— Given exercise —
Render every line of the records below as a numbered list, omitting blank lines and leaving the pictures out.

— Records shown —
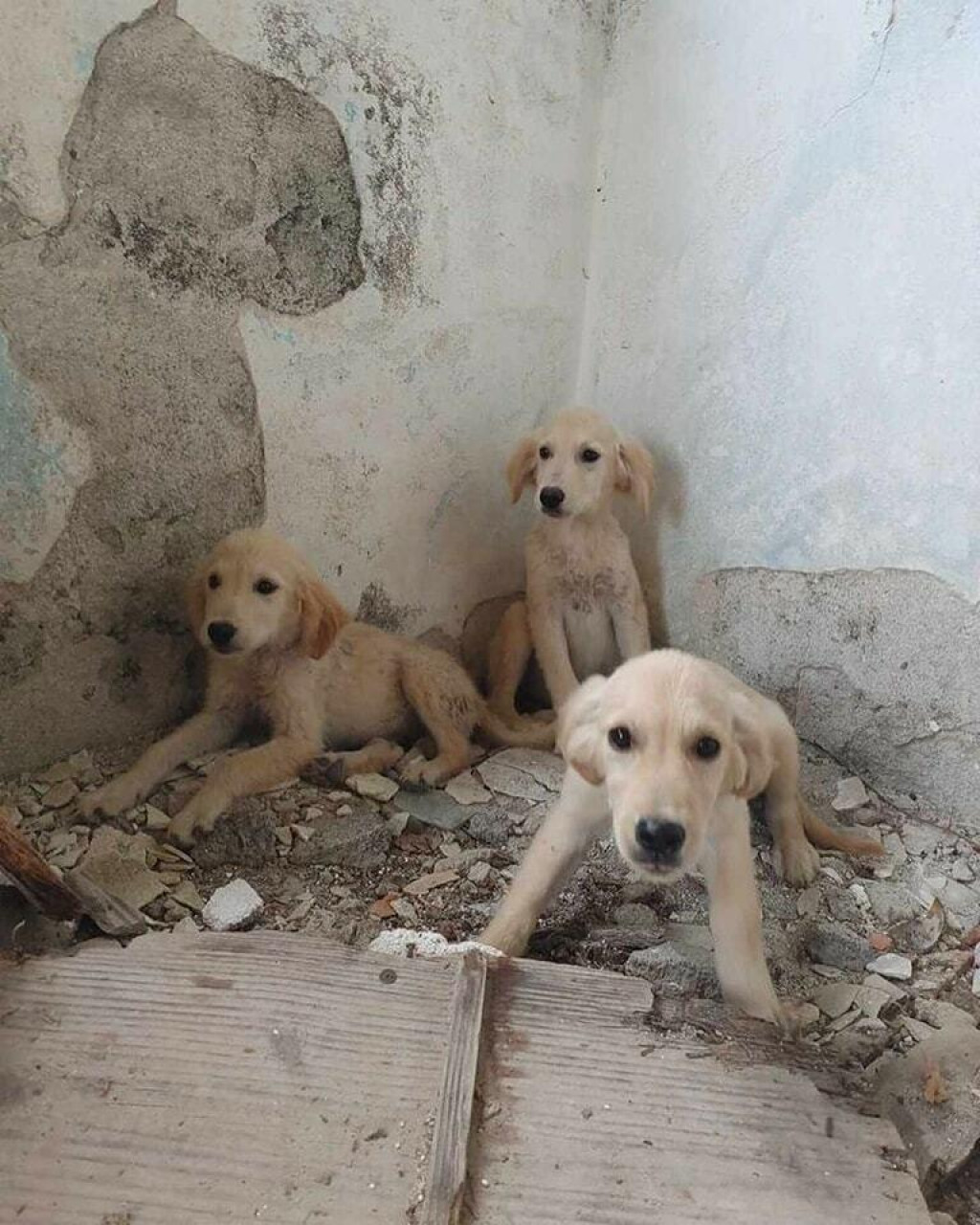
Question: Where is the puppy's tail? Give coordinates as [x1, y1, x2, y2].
[796, 791, 884, 855]
[479, 705, 555, 748]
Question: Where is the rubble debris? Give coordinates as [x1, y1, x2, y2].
[345, 774, 398, 804]
[831, 777, 871, 813]
[201, 877, 264, 931]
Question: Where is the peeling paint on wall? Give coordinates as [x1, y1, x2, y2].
[0, 4, 364, 769]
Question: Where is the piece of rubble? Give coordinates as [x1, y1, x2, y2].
[345, 774, 398, 804]
[43, 778, 78, 809]
[78, 826, 167, 910]
[170, 880, 205, 914]
[865, 953, 911, 983]
[831, 777, 871, 813]
[879, 1027, 980, 1194]
[477, 753, 551, 804]
[398, 791, 473, 831]
[201, 877, 264, 931]
[806, 923, 872, 970]
[445, 769, 494, 805]
[813, 983, 858, 1019]
[368, 927, 503, 958]
[469, 805, 512, 846]
[625, 941, 722, 999]
[402, 869, 459, 898]
[915, 999, 976, 1029]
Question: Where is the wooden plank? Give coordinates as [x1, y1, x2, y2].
[0, 806, 82, 919]
[471, 962, 930, 1225]
[419, 953, 486, 1225]
[0, 932, 456, 1225]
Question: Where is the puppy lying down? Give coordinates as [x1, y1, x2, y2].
[479, 651, 880, 1023]
[80, 530, 554, 844]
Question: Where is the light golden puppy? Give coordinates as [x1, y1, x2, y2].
[464, 411, 653, 723]
[480, 651, 880, 1022]
[80, 530, 554, 844]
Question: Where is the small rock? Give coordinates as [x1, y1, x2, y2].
[865, 953, 911, 983]
[402, 869, 459, 898]
[445, 769, 494, 805]
[831, 778, 871, 813]
[170, 880, 205, 914]
[915, 999, 976, 1029]
[469, 806, 511, 846]
[813, 983, 858, 1019]
[202, 877, 264, 931]
[866, 880, 918, 927]
[390, 898, 419, 923]
[879, 1027, 980, 1187]
[806, 924, 871, 970]
[346, 774, 398, 804]
[43, 778, 78, 809]
[144, 804, 170, 833]
[398, 791, 475, 831]
[625, 941, 722, 999]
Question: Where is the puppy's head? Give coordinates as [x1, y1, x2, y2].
[507, 411, 653, 518]
[557, 651, 771, 882]
[188, 529, 348, 659]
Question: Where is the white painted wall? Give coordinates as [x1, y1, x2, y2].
[578, 0, 980, 644]
[0, 0, 601, 629]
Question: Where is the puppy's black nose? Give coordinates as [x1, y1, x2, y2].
[207, 621, 237, 651]
[635, 817, 685, 863]
[538, 485, 565, 511]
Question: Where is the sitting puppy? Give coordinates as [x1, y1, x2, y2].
[480, 651, 880, 1022]
[463, 411, 653, 723]
[80, 530, 554, 844]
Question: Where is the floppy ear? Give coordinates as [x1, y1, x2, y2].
[184, 565, 207, 635]
[507, 434, 538, 502]
[555, 677, 607, 787]
[727, 714, 774, 800]
[298, 578, 350, 659]
[616, 438, 655, 515]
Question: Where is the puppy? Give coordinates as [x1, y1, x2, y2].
[80, 530, 554, 844]
[463, 411, 653, 724]
[480, 651, 880, 1022]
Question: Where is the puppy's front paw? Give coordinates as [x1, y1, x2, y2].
[78, 774, 142, 817]
[775, 838, 819, 885]
[167, 791, 224, 849]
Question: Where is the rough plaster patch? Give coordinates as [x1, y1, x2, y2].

— The reply —
1. Question: Where is the puppy's tail? Give coordinates as [x1, y1, x2, y2].
2. [796, 791, 884, 855]
3. [479, 705, 555, 748]
4. Question: Where is the rubble debris? Give coordinates as [x1, y1, x2, y2].
5. [345, 774, 398, 804]
6. [831, 777, 871, 813]
7. [201, 877, 264, 931]
8. Question: Where is the peeling paint on wall? Give coordinates as [x1, y1, x2, y2].
9. [0, 4, 364, 769]
10. Question: Where is the piece of rubble? Give coordinates as [x1, y1, x2, y2].
11. [345, 774, 398, 804]
12. [43, 778, 78, 809]
13. [78, 826, 167, 910]
14. [170, 880, 205, 914]
15. [865, 953, 911, 983]
16. [831, 777, 871, 813]
17. [879, 1027, 980, 1194]
18. [477, 753, 551, 804]
19. [398, 791, 473, 831]
20. [201, 877, 264, 931]
21. [806, 923, 872, 970]
22. [445, 769, 494, 805]
23. [813, 983, 858, 1019]
24. [368, 927, 503, 958]
25. [469, 805, 512, 846]
26. [625, 941, 722, 999]
27. [402, 869, 459, 898]
28. [915, 999, 976, 1029]
29. Question: Where is the wooden plank? Give coordinates as [x1, y1, x2, y2].
30. [0, 806, 82, 919]
31. [471, 962, 930, 1225]
32. [419, 953, 486, 1225]
33. [0, 932, 456, 1225]
34. Question: Where is the puppy lying down? Give coordinates as [x1, y1, x2, y2].
35. [479, 651, 880, 1023]
36. [80, 530, 554, 844]
37. Question: Where is the light golden puppy? Give coordinates as [x1, y1, x2, y2].
38. [464, 411, 653, 723]
39. [480, 651, 880, 1022]
40. [80, 530, 554, 844]
41. Question: Where is the small rock? Give coordinates as [x1, y1, x2, y2].
42. [865, 953, 911, 983]
43. [402, 869, 459, 898]
44. [445, 769, 494, 805]
45. [831, 778, 871, 813]
46. [170, 880, 205, 914]
47. [915, 999, 976, 1029]
48. [469, 806, 511, 846]
49. [813, 983, 858, 1019]
50. [202, 877, 264, 931]
51. [866, 880, 918, 927]
52. [390, 898, 419, 923]
53. [879, 1027, 980, 1187]
54. [806, 924, 871, 970]
55. [346, 774, 398, 804]
56. [43, 778, 78, 809]
57. [144, 804, 170, 833]
58. [398, 791, 475, 831]
59. [625, 941, 722, 999]
60. Question: Where is the puppy's head? Give coordinates as [x1, y1, x2, y2].
61. [507, 411, 653, 518]
62. [557, 651, 771, 882]
63. [188, 529, 348, 659]
64. Question: Where is the white painted wall? Give coordinates as [x1, y1, x2, y2].
65. [578, 0, 980, 644]
66. [0, 0, 601, 629]
67. Question: Where is the puppy's black nose? Give coordinates as [x1, y1, x2, y2].
68. [207, 621, 237, 651]
69. [635, 817, 685, 863]
70. [538, 485, 565, 511]
71. Question: Where is the sitting puppy? Give coordinates as [x1, y1, x2, y2].
72. [480, 651, 880, 1022]
73. [463, 411, 653, 723]
74. [80, 530, 554, 844]
75. Question: Where is the floppy ear? Give coordinates as [x1, y1, x2, y2].
76. [184, 565, 207, 635]
77. [507, 434, 538, 502]
78. [555, 677, 607, 787]
79. [727, 714, 774, 800]
80. [298, 578, 350, 659]
81. [616, 438, 655, 515]
82. Question: Where is the puppy? Give coordinates as [x1, y1, x2, y2].
83. [80, 530, 554, 844]
84. [463, 411, 653, 724]
85. [480, 651, 880, 1022]
86. Question: Where is the puppy's front paw? Give coordinates as [x1, y1, x2, y2].
87. [78, 774, 142, 817]
88. [775, 838, 819, 885]
89. [167, 791, 224, 849]
90. Question: Where is the rough plaster patch? Give coordinates as [x1, y1, x2, y2].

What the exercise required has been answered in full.